The World Health Organization has officially classified ‘gaming disorder’ as a mental health condition, likening it to substance abuse and gambling addiction. They clarify that ‘gaming disorder’ is not to be confused with the more common affliction where people just suck at video games.

A brain-eating amoeba was found in the drinking water of a town in southern Louisiana. Asked what it was doing there, the mayor joked “starving”.

High winds at a Denver, Colorado park sent portable toilets flying in the air. No one was injured, and officials assured families at the park that the winds were coming from outside the toilets.

Delaware wants to have parents issue consent before their child’s gender identity can be recognized at school. Children were sent home with forms for parents to check ‘male’; ‘female’; ‘fluid’; ‘trans’; and ‘I Don’t Know’.

 

Florida lifeguards treated over 800 beachgoers for jellyfish stings over three days. Because of the large volume, dozens of off-duty lifeguards had to be brought in to urinate on the victims’ wounds.

Experts suggest climate change may be responsible for the deaths of Africa’s ‘boabab’ trees, which can live up to 2,000 years. The boababs — called Trees of Life — will now be called Hospice Trees.

A 10-year-old girl from Scranton, Pennsylvania who made a viral video about being bullied was invited by the New York Yankees to Yankee Stadium for a home game. There, she was able to spend three hours hearing grown men yell at baseball players about how much they suck.

Comcast bid $65 billion to acquire most of the assets of 20th Century Fox:

  • Urging them to act soon before time runs out on this great deal.

* Extracted information
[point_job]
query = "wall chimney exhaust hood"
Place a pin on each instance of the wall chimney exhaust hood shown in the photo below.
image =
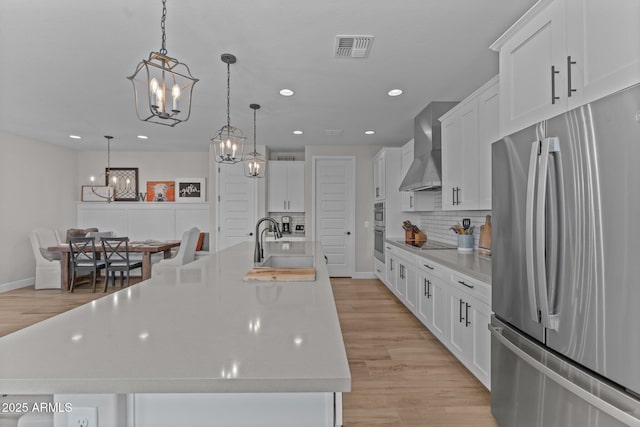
(425, 172)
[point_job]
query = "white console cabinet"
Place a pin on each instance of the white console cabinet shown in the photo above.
(144, 220)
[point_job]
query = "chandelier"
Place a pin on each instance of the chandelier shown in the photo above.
(110, 182)
(229, 140)
(162, 86)
(255, 164)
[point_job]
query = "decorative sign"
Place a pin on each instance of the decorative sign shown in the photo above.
(161, 191)
(190, 190)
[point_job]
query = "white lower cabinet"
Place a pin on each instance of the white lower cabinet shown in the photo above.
(454, 307)
(379, 269)
(407, 282)
(469, 317)
(432, 298)
(390, 265)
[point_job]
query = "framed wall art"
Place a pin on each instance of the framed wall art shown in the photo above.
(161, 191)
(126, 184)
(191, 190)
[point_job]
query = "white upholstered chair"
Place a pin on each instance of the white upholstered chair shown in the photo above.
(186, 252)
(47, 264)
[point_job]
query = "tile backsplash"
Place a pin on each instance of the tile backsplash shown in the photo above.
(436, 224)
(297, 218)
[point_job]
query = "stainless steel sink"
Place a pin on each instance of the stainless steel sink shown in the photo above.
(288, 261)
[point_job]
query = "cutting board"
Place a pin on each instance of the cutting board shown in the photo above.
(484, 245)
(269, 274)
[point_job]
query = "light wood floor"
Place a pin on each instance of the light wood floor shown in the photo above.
(401, 374)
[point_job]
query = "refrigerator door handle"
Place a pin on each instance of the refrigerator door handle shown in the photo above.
(614, 411)
(547, 146)
(529, 222)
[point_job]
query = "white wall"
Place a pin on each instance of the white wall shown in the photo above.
(364, 196)
(38, 182)
(152, 166)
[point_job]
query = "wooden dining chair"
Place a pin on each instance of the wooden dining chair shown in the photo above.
(83, 259)
(116, 257)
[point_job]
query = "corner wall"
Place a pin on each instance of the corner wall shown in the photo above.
(38, 191)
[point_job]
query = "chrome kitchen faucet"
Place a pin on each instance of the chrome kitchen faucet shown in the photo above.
(257, 253)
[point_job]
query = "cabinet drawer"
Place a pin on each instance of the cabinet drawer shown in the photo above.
(431, 268)
(472, 287)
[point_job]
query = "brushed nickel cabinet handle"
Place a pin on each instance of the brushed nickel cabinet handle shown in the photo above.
(554, 98)
(569, 64)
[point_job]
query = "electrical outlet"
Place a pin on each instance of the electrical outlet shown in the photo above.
(83, 417)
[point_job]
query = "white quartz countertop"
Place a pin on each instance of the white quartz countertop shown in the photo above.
(471, 264)
(200, 329)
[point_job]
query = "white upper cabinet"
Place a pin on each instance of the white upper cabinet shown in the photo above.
(603, 44)
(468, 130)
(414, 201)
(285, 186)
(379, 177)
(488, 133)
(564, 53)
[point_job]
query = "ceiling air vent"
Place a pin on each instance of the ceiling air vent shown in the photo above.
(353, 46)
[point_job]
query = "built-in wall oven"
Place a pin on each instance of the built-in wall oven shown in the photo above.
(378, 230)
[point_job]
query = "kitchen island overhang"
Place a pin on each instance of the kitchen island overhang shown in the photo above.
(199, 329)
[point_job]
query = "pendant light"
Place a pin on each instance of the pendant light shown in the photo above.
(162, 86)
(228, 142)
(255, 164)
(110, 182)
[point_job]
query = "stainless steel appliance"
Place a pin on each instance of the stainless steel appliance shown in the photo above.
(566, 268)
(378, 230)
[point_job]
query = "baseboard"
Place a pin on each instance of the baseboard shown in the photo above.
(364, 275)
(4, 287)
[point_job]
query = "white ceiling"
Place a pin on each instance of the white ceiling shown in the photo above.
(64, 67)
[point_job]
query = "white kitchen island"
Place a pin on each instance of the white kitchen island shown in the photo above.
(196, 347)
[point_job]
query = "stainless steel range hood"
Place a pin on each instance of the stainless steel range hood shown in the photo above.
(425, 171)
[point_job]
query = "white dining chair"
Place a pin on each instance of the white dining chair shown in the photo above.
(47, 263)
(186, 252)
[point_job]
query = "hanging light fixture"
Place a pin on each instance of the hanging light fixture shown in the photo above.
(255, 164)
(108, 191)
(229, 140)
(163, 86)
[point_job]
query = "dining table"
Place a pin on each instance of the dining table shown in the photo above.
(147, 248)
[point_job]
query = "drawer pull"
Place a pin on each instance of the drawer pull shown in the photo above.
(465, 284)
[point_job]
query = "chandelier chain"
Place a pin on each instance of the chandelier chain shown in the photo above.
(163, 51)
(229, 95)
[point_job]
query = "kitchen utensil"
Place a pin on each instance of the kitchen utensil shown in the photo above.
(484, 245)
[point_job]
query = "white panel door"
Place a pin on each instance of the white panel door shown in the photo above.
(236, 206)
(334, 212)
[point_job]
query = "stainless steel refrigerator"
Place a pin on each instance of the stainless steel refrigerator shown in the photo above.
(565, 346)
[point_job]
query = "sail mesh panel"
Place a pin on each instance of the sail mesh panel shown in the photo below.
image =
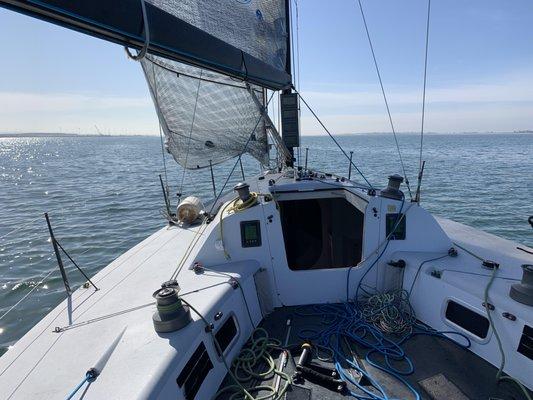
(206, 116)
(257, 27)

* Required tasks
1. Set down, word for word, the stretch of the news roundup from "Delaware wants to" through "the victims’ wounds.".
2. According to the news roundup, how many beachgoers did Florida lifeguards treat for jellyfish stings, and over how many days?

* Exercise results
1.
Delaware wants to have parents issue consent before their child’s gender identity can be recognized at school. Children were sent home with forms for parents to check ‘male’; ‘female’; ‘fluid’; ‘trans’; and ‘I Don’t Know’.

 

Florida lifeguards treated over 800 beachgoers for jellyfish stings over three days. Because of the large volume, dozens of off-duty lifeguards had to be brought in to urinate on the victims’ wounds.

2. Over 800 beachgoers, over three days.